> What is expected
Copy every line of the records below that holds the word "sign".

> Stored entries
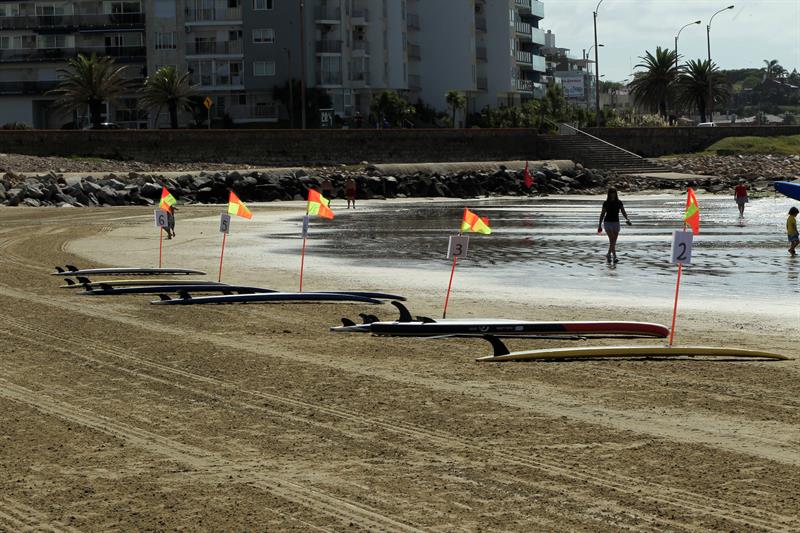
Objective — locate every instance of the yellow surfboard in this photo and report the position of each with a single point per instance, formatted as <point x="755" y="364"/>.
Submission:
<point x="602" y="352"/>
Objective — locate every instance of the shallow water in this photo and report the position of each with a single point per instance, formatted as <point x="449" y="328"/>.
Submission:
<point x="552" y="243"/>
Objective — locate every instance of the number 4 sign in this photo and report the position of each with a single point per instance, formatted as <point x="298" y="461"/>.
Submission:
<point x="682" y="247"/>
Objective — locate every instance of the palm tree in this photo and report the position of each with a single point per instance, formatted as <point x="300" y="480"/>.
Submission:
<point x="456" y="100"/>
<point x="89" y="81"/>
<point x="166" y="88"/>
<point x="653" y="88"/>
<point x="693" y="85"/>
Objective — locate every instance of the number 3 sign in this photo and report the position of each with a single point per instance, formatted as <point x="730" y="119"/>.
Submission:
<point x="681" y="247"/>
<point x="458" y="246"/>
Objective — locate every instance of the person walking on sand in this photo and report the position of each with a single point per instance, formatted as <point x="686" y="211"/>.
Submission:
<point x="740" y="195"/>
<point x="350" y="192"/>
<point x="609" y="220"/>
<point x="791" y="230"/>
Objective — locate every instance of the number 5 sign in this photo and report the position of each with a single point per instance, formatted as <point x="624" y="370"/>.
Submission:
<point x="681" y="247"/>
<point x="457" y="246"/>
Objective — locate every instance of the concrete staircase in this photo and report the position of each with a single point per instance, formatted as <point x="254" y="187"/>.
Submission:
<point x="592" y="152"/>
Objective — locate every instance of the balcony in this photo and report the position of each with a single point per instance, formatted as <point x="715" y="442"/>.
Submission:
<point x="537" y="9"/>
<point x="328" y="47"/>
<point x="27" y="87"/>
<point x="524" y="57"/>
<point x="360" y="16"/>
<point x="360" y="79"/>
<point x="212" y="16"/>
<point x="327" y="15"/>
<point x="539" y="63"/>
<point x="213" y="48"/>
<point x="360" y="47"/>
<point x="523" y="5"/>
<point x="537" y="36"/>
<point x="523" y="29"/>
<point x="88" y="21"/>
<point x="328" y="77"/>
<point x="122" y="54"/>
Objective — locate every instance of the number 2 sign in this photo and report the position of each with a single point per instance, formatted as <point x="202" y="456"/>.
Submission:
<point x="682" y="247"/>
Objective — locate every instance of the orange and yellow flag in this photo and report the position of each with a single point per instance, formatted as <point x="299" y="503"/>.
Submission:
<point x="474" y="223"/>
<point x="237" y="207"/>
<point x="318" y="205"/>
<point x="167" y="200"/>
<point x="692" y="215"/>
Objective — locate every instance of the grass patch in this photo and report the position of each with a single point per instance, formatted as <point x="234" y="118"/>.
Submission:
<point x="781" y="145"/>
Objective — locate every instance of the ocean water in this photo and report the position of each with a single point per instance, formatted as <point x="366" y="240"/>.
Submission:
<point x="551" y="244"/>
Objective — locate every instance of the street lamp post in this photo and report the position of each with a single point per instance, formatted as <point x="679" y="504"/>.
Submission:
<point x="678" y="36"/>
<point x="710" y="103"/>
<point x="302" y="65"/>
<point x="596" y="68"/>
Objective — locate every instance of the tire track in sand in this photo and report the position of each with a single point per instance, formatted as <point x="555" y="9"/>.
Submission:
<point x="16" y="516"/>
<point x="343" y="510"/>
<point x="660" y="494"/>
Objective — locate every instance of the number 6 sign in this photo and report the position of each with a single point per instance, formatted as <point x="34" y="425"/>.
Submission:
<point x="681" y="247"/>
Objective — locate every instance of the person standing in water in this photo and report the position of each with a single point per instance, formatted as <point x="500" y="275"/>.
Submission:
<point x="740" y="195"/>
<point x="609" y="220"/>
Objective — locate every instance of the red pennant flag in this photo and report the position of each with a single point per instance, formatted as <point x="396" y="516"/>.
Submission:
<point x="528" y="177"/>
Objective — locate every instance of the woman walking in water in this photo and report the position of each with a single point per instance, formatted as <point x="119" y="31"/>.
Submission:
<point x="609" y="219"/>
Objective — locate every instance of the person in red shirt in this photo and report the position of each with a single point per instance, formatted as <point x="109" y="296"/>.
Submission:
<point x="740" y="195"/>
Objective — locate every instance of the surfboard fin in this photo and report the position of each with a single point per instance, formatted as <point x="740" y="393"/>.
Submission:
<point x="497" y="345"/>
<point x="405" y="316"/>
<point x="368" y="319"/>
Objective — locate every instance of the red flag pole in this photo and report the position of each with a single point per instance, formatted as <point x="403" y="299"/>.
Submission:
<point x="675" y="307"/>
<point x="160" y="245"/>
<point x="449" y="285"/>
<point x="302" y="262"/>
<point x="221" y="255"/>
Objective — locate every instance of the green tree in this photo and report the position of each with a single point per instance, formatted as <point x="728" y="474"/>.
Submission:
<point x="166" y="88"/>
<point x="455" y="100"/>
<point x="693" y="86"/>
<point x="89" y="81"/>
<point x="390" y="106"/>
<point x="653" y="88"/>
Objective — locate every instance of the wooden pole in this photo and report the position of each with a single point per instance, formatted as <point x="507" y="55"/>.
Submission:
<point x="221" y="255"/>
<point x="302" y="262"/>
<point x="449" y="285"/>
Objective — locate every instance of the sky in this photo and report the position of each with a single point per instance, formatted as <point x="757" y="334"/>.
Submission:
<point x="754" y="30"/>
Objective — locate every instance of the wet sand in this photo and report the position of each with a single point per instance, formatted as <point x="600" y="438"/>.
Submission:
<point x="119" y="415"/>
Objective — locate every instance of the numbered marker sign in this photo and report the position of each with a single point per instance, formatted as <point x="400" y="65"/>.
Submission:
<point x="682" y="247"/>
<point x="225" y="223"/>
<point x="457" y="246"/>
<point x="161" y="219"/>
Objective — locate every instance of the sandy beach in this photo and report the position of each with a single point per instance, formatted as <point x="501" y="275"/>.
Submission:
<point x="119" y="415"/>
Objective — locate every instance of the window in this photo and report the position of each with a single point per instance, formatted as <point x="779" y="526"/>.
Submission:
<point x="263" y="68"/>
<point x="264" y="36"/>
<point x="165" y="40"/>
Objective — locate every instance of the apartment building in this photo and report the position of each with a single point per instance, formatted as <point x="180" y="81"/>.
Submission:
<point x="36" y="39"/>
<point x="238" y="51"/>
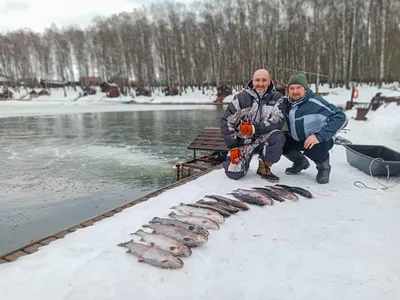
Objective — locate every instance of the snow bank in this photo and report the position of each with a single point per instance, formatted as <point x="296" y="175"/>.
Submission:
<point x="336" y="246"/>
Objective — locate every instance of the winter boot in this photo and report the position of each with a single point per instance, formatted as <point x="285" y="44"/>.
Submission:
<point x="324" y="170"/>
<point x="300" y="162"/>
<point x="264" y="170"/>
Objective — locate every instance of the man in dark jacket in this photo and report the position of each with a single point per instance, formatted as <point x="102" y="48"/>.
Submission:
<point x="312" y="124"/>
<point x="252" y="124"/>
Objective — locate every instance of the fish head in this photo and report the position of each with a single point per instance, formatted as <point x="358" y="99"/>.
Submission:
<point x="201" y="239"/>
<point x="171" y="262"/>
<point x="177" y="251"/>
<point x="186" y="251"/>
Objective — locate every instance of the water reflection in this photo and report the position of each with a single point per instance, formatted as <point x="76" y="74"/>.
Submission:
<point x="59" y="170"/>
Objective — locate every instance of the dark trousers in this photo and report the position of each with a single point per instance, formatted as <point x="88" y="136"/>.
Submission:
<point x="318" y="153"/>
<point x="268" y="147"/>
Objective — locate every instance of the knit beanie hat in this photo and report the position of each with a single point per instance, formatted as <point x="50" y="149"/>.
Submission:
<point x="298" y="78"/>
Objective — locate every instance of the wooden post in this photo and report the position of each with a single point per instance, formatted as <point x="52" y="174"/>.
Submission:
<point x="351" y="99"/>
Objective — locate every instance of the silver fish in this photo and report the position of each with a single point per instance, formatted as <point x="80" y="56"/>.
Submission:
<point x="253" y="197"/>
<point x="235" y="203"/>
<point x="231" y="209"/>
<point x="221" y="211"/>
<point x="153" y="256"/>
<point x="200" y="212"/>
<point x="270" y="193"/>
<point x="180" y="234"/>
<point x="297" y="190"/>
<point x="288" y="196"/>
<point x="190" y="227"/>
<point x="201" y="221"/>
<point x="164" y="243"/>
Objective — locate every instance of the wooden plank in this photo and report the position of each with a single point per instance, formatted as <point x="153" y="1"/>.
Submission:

---

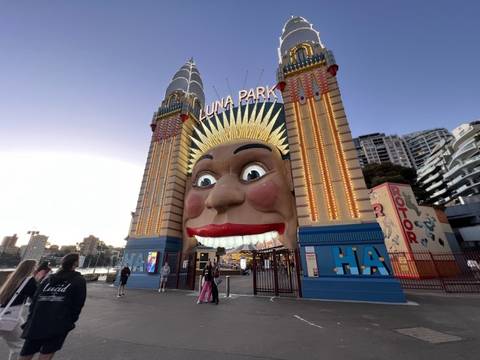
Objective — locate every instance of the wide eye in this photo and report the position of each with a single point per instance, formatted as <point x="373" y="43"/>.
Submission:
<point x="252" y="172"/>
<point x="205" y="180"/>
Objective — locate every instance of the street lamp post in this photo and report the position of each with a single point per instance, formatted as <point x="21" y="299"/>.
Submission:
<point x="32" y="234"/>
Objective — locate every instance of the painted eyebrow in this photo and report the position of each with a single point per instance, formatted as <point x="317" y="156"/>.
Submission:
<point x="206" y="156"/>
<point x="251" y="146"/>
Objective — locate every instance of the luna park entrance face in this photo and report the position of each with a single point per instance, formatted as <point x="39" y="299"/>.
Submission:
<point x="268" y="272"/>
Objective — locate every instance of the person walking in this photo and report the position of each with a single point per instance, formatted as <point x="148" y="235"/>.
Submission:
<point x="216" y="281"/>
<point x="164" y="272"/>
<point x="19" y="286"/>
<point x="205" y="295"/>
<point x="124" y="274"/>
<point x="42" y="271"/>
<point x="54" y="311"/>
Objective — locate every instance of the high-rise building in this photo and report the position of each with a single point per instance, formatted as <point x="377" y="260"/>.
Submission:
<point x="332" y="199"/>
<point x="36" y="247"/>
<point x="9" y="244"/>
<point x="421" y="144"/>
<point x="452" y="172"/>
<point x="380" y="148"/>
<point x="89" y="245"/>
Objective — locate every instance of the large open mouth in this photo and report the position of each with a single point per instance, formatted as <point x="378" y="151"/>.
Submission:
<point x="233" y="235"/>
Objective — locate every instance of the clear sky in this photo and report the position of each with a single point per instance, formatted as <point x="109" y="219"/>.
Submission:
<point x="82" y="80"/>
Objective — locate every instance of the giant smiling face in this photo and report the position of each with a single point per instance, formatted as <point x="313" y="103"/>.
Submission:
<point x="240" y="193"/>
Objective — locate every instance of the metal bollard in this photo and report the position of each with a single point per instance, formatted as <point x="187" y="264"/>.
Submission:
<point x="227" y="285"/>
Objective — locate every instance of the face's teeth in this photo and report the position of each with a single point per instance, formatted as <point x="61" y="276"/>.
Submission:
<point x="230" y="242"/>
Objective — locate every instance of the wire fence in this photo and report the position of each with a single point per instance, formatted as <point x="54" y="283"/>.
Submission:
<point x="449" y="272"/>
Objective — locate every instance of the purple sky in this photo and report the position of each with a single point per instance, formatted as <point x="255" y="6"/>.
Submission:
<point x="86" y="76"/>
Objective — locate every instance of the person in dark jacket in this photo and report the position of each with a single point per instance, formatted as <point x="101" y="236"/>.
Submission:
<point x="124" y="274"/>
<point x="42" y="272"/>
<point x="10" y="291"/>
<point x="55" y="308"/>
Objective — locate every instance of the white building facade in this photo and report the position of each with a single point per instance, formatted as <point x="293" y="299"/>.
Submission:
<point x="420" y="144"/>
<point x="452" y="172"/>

> Reply
Objective — locate every instance of the number 4 sign in this photo and report the position of each with a single point per instance, formatted as <point x="298" y="461"/>.
Objective — locate every instance of the number 3 sign in this photo and report the position of each with a single point per instance, formatted as <point x="730" y="119"/>.
Objective — locate every instance of the number 5 sign in this photo and report the position of each with a single point per instance, formatted as <point x="624" y="370"/>.
Objective — locate every instance of the number 2 sign in this photo and report the position of each with a single point per instance, formatted as <point x="202" y="456"/>.
Objective — locate every instance of the number 6 sign in this photo and report the position of each with a single point per instance, formatted as <point x="34" y="425"/>.
Objective — locate every instance of the numbered marker sign in this photo and report the position of each with a single point per instance, formatted as <point x="400" y="65"/>.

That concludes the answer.